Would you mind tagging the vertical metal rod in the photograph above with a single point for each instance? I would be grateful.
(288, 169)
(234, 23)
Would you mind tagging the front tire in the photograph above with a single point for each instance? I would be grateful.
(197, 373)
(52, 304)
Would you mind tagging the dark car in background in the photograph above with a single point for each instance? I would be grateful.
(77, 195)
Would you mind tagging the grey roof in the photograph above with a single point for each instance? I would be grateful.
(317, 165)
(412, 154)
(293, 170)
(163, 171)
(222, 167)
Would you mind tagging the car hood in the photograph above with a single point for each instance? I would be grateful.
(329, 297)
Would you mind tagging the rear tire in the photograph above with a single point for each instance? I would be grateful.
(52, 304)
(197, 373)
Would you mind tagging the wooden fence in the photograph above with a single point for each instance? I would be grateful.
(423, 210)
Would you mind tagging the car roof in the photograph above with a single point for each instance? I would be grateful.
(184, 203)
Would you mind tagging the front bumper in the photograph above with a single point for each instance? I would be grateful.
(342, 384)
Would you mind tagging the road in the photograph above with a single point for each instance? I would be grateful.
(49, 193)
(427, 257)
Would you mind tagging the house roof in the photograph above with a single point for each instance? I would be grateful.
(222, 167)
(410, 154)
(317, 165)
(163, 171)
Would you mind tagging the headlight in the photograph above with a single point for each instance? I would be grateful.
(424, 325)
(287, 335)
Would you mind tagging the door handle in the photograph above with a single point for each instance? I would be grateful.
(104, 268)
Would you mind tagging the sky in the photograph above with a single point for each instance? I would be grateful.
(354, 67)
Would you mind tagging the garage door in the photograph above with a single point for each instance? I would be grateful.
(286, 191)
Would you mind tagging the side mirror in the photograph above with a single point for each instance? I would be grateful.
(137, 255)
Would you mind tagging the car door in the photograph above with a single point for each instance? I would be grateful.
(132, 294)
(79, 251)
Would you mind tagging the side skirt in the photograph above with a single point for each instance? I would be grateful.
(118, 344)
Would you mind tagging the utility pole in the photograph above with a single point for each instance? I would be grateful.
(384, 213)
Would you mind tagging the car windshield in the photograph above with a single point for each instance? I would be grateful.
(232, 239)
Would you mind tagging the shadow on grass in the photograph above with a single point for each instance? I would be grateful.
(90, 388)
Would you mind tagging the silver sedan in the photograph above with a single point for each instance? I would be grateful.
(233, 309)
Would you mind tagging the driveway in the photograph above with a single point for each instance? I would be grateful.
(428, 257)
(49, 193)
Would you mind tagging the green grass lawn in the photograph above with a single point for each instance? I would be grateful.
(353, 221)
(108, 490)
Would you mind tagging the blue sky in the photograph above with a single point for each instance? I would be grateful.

-- -- --

== Work to do ==
Copy out every line of the listing above, word for word and in the same order.

== Full response ==
Would you mind tagging the vertical metal rod in the photograph above with a single point for each instance? I would be grateful.
(288, 169)
(234, 23)
Would you mind tagging the front tire in the photograph above with a single point for each instance? I would be grateful.
(197, 373)
(52, 304)
Would you mind tagging the dark car in background in the photograph above with a single point for each instance? I would be grateful.
(77, 195)
Would you mind tagging the grey roof in the photograph above with a single point for each instance? I would be grateful.
(317, 165)
(412, 154)
(293, 170)
(163, 171)
(222, 167)
Would you mind tagging the car hood in the photograph above with a single point for each instance? I would be grateful.
(329, 297)
Would you mind tagging the rear tire in the photograph above with a single point for each instance? I would be grateful.
(52, 304)
(197, 373)
Would you mind tagging the wooden fence in the photograph above with a single point for each instance? I would be grateful.
(423, 210)
Would you mind tagging the car roof in the photograph above with a single point for each instance? I would be grateful.
(184, 203)
Would you mind tagging the front bumper in the photograph above with a single point for each instance? I would be grateful.
(342, 384)
Would you mind tagging the road in the photograph above with a single point for each instance? I would be grateful.
(49, 193)
(427, 257)
Would you mind tagging the house roof in the photograph above with a single point for each instance? I would be grateful.
(222, 167)
(410, 154)
(317, 165)
(163, 171)
Would you mind tagging the headlight in the photograph above with a single point for each instance? I would be grateful.
(424, 325)
(287, 335)
Would you mind tagging the door handle in the photograph above with a single point for each instance? I would be grateful.
(104, 268)
Would you mind tagging the sky in the photograph above with a single point for each instance? I would be grateful.
(354, 67)
Would you mind tagging the garage door in the photograph above with a single point for each instance? I would be grateful.
(286, 191)
Would you mind tagging the side mirror in the photograph above with a single point for each instance? I would be grateful.
(137, 255)
Would you mind tagging the car door in the photograph above with a single point for each instance? I would be grateful.
(132, 294)
(79, 251)
Would you mind tagging the side skirt in the photograph above with a single point for each instance? I would be grateful.
(118, 344)
Would you mind tagging the utility pole in the photograph above with a single point for each instance? I would be grateful.
(384, 213)
Would you mind tagging the car windshield in the photograph above with a single point for each instance? I would be grateful.
(232, 239)
Would you mind tagging the shadow on grass in the photograph above with a single point for each instance? I would be grateful.
(90, 388)
Would you mind tagging the silver sedan in the photograph above with a single point for each instance? I would be grateful.
(233, 309)
Would you mind tagging the driveway in the photograph above with a single point for each instance? I would be grateful.
(428, 257)
(49, 193)
Would you mind tagging the green grass lawn in the photograph above with a single point for each instance? I would be grateful.
(353, 221)
(108, 490)
Would you mind tagging the blue sky in the photograph above with a single point for each instance? I would be grateful.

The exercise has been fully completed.